Recorded information –
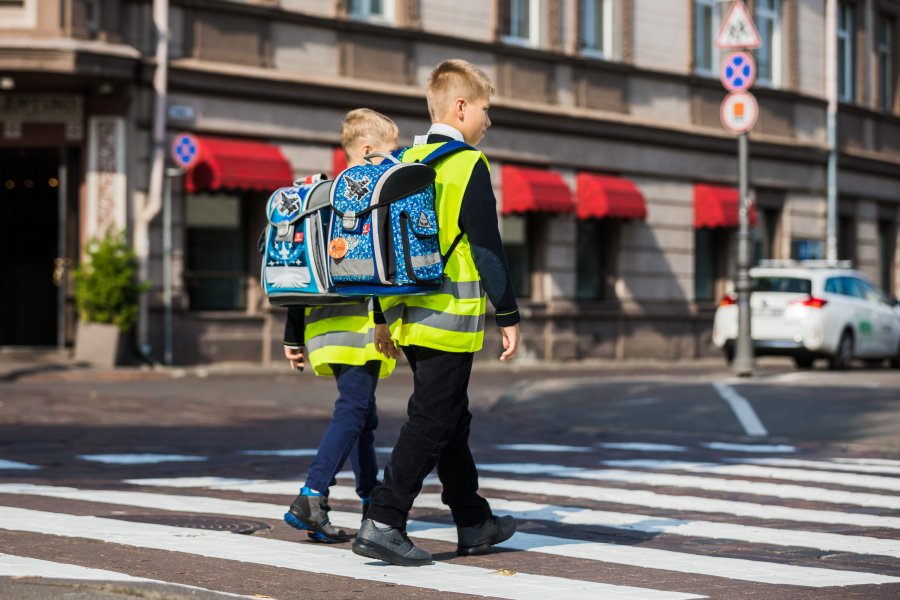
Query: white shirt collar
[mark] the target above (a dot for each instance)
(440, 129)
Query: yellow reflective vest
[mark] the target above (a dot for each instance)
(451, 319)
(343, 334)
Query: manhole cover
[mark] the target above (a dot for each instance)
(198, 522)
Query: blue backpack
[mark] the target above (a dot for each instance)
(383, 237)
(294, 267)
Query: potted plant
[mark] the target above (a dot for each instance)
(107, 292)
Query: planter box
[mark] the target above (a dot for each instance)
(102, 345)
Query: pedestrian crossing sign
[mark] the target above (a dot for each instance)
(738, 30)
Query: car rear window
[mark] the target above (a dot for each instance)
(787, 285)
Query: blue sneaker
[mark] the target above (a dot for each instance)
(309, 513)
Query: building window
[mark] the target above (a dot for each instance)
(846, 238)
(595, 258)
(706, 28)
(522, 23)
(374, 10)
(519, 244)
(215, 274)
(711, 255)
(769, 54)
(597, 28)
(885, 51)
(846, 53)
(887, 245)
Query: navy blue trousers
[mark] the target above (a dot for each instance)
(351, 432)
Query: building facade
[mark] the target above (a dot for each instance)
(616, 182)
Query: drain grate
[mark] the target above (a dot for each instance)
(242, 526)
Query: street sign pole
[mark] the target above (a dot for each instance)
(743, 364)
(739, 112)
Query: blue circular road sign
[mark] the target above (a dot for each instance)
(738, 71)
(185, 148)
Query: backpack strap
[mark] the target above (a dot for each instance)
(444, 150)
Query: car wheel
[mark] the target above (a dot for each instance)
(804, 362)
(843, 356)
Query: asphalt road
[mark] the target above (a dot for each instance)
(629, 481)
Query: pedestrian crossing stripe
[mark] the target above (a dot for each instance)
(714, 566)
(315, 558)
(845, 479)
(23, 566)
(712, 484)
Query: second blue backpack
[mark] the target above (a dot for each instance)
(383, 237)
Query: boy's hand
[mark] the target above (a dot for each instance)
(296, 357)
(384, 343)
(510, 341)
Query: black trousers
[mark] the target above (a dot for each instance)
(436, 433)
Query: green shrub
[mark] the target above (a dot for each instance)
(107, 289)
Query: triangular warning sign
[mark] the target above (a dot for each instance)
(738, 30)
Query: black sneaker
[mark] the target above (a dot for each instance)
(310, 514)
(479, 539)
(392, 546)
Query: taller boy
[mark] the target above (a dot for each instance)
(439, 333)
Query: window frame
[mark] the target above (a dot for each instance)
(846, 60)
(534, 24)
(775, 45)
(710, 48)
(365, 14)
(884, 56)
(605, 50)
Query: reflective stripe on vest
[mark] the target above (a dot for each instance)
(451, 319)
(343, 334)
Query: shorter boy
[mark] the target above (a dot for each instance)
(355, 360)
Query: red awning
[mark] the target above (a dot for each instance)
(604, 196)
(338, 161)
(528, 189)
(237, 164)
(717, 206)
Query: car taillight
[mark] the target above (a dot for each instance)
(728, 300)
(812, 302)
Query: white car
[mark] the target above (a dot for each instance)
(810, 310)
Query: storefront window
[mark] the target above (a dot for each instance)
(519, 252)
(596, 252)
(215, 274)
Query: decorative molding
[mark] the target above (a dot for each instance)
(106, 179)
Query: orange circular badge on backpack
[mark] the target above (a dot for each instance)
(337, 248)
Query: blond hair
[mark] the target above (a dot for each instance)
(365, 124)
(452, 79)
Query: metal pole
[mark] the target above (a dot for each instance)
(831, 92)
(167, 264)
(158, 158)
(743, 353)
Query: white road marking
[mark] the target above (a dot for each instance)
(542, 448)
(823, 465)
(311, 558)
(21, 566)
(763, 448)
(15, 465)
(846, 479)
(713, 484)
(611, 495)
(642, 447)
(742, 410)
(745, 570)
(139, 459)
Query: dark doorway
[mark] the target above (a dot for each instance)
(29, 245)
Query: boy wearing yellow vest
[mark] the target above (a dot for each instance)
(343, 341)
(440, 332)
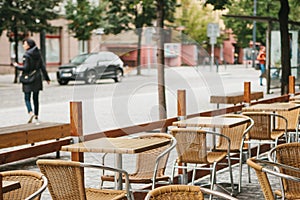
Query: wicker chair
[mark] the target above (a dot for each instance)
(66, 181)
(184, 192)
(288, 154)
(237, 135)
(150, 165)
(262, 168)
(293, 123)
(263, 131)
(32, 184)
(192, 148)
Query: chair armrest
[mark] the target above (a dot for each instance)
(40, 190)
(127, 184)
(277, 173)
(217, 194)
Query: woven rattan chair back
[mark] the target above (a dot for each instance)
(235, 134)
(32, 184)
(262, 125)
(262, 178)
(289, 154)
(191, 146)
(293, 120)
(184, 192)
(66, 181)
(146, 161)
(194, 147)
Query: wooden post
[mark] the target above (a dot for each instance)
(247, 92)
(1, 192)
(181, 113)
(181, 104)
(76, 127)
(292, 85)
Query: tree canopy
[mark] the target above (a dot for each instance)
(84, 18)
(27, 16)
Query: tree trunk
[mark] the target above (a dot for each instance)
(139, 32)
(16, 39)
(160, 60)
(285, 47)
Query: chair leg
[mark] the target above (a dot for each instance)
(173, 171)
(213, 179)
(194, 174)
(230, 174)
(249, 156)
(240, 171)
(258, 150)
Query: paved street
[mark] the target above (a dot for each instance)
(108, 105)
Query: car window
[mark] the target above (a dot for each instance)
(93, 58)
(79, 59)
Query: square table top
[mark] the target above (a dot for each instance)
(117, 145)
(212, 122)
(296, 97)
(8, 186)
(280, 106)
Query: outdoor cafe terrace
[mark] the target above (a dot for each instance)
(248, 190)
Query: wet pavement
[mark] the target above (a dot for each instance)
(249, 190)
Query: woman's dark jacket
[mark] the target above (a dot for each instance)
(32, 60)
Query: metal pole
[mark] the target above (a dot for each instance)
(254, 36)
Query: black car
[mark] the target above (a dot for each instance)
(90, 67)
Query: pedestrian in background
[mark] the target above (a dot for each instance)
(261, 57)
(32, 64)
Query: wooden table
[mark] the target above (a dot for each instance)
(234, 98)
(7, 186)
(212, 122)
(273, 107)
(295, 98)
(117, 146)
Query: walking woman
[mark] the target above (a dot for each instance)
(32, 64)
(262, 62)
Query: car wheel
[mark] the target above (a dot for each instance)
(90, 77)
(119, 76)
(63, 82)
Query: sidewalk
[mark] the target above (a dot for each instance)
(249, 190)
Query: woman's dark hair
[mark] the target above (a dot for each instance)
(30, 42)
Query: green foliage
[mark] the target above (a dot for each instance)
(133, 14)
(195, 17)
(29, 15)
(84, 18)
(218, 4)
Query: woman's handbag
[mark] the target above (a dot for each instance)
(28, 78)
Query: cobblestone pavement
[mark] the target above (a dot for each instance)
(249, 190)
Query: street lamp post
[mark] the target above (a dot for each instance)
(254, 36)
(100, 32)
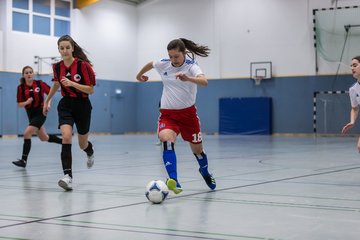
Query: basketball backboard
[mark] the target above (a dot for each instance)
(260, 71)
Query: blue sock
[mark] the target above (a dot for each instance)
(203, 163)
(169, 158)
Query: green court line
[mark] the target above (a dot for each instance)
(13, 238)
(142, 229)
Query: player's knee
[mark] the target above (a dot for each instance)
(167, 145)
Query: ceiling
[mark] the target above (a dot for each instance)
* * *
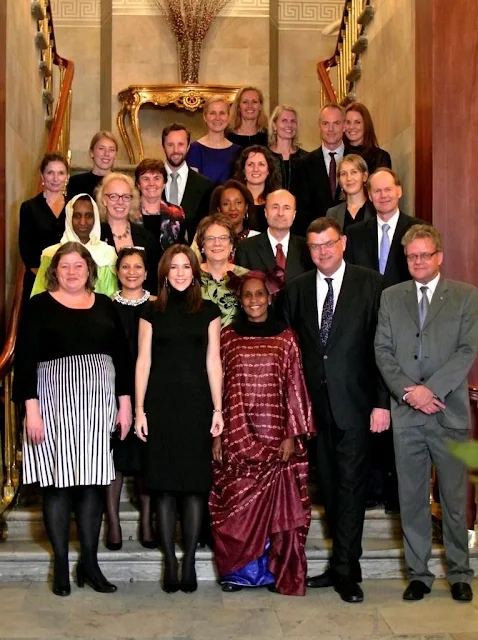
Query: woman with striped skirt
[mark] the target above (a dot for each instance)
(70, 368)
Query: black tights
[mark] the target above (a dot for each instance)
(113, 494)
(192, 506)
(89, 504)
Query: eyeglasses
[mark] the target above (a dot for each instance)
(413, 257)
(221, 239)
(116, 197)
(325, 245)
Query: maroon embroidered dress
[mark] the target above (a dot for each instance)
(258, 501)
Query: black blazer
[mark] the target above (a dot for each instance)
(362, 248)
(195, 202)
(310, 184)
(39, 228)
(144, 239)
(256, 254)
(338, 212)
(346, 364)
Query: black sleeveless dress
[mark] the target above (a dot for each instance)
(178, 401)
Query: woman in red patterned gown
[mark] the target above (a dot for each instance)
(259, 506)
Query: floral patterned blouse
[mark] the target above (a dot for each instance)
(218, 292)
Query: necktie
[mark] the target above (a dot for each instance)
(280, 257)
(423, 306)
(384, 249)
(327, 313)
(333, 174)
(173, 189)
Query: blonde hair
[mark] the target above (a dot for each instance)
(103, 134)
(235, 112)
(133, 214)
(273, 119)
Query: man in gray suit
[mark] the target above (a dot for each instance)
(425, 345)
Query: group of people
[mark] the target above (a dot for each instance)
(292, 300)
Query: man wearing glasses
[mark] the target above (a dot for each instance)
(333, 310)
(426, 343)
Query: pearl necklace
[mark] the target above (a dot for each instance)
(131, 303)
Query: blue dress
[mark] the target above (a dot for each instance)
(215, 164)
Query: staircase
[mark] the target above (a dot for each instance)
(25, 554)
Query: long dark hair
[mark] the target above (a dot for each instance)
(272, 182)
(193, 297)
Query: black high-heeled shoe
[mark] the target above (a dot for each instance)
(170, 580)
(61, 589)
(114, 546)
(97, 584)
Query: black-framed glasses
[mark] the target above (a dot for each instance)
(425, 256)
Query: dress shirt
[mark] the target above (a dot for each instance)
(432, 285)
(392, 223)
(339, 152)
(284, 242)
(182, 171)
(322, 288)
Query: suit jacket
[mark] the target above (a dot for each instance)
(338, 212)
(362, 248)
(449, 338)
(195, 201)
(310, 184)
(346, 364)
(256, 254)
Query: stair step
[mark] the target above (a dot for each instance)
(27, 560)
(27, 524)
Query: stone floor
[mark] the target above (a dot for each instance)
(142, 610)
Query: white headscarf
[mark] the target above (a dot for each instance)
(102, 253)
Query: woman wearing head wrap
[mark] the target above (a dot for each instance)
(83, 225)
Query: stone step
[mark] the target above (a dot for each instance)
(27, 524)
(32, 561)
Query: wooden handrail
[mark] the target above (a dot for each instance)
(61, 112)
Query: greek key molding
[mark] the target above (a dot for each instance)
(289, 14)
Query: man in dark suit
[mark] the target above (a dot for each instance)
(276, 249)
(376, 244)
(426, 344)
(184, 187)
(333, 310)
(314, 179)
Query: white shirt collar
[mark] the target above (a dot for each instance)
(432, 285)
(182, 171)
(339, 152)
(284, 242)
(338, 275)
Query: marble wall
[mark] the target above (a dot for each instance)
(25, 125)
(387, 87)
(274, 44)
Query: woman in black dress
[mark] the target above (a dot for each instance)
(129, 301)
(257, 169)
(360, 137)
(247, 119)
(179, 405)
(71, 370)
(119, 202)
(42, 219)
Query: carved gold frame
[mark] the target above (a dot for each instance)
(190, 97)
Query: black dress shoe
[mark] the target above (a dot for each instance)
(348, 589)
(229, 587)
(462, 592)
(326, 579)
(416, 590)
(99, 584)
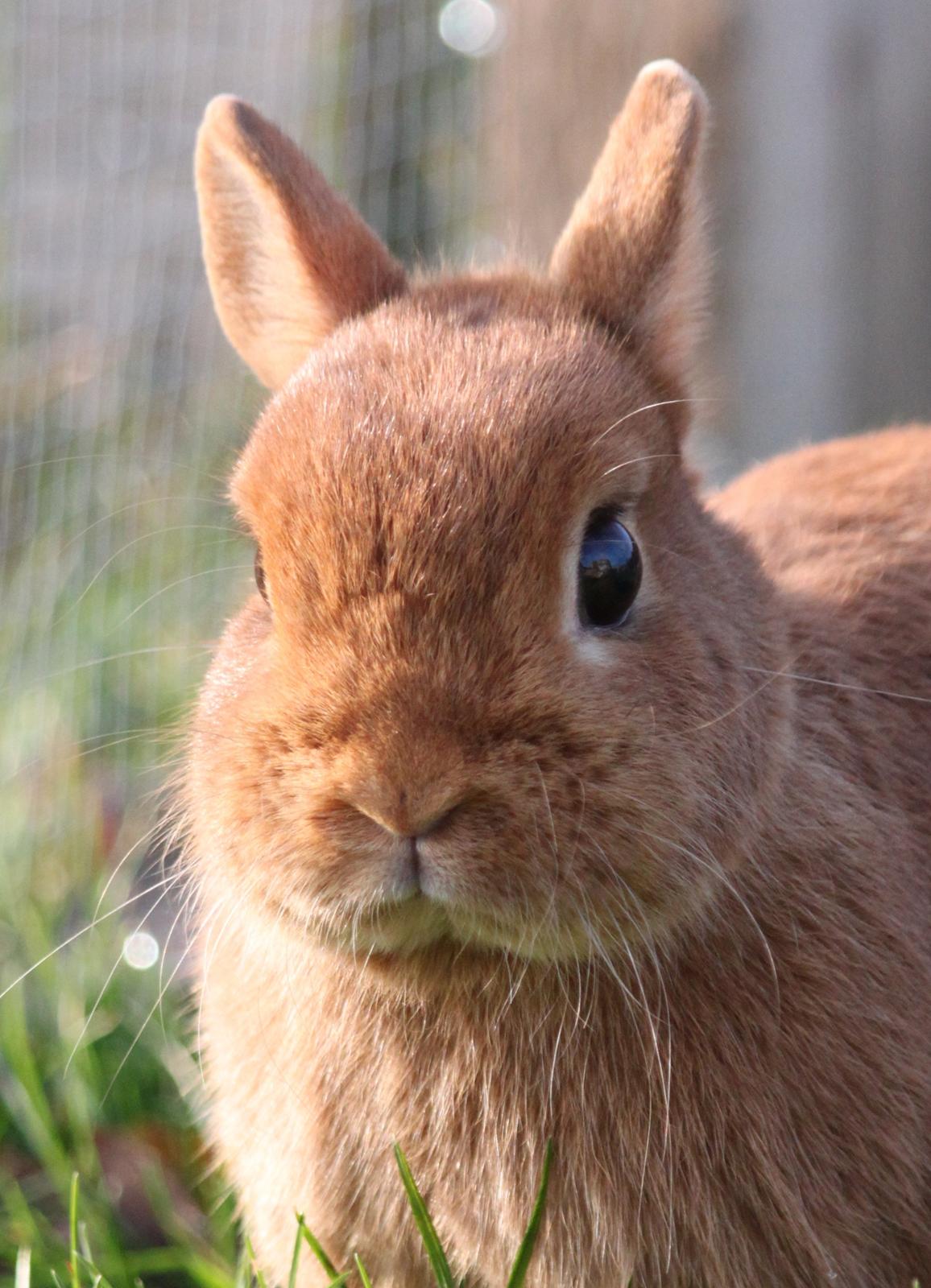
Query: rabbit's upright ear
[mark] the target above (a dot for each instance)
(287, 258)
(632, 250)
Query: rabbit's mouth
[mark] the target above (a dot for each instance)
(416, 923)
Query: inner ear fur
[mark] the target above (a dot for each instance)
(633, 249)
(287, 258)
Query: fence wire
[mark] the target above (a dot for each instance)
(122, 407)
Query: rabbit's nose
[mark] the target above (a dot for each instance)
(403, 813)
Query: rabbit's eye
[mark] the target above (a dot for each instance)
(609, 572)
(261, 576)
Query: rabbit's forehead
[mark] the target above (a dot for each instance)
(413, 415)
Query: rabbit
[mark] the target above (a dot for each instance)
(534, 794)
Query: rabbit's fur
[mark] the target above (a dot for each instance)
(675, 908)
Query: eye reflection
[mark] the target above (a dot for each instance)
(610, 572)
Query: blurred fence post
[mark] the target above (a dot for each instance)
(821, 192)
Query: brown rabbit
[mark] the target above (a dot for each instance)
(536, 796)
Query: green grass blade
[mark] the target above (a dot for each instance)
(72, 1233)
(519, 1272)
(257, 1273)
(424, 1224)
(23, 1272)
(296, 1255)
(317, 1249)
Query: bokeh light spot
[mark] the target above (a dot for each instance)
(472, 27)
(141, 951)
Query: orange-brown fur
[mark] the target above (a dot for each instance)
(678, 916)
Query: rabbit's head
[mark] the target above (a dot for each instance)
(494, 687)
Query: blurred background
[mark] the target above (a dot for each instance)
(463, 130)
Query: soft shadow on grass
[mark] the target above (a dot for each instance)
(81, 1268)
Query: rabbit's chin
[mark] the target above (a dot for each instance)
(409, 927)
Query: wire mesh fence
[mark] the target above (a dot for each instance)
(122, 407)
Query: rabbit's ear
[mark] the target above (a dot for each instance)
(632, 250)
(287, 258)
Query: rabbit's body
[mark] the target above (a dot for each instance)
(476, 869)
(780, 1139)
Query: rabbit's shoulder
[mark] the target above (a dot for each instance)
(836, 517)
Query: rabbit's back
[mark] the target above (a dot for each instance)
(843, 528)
* * *
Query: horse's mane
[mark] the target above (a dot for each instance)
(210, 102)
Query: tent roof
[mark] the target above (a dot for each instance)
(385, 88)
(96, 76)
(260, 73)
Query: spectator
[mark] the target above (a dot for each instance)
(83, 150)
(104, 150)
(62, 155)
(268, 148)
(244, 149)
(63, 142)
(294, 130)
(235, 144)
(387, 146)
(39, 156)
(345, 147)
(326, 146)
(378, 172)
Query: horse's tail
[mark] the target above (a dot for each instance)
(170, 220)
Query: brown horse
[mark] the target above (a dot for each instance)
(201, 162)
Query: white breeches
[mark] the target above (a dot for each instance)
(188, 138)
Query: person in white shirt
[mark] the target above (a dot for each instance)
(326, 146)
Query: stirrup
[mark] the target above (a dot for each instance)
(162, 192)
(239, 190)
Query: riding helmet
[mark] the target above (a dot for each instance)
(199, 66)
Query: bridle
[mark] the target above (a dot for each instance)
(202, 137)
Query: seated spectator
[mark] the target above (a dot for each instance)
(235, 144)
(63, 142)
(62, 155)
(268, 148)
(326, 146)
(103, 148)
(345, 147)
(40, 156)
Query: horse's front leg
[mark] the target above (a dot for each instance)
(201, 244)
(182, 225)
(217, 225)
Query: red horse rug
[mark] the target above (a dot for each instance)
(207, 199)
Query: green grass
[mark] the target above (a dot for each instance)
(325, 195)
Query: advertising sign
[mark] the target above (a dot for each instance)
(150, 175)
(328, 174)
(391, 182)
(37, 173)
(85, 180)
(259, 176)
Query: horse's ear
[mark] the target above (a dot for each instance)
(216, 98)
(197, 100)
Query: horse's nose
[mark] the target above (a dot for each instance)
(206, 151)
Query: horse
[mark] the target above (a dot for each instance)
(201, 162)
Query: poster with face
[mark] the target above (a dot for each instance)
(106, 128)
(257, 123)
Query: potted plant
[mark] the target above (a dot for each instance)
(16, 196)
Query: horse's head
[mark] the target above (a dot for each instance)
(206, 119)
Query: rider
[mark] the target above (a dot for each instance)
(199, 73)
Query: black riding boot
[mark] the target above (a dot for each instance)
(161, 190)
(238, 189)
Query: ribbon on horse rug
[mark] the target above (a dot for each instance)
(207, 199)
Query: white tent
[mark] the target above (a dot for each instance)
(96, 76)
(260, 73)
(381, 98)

Exercise objective –
Go through the material above, and wherever a line holds the word "spectator", copy it.

Result below –
Query: spectator
Query: seated spectator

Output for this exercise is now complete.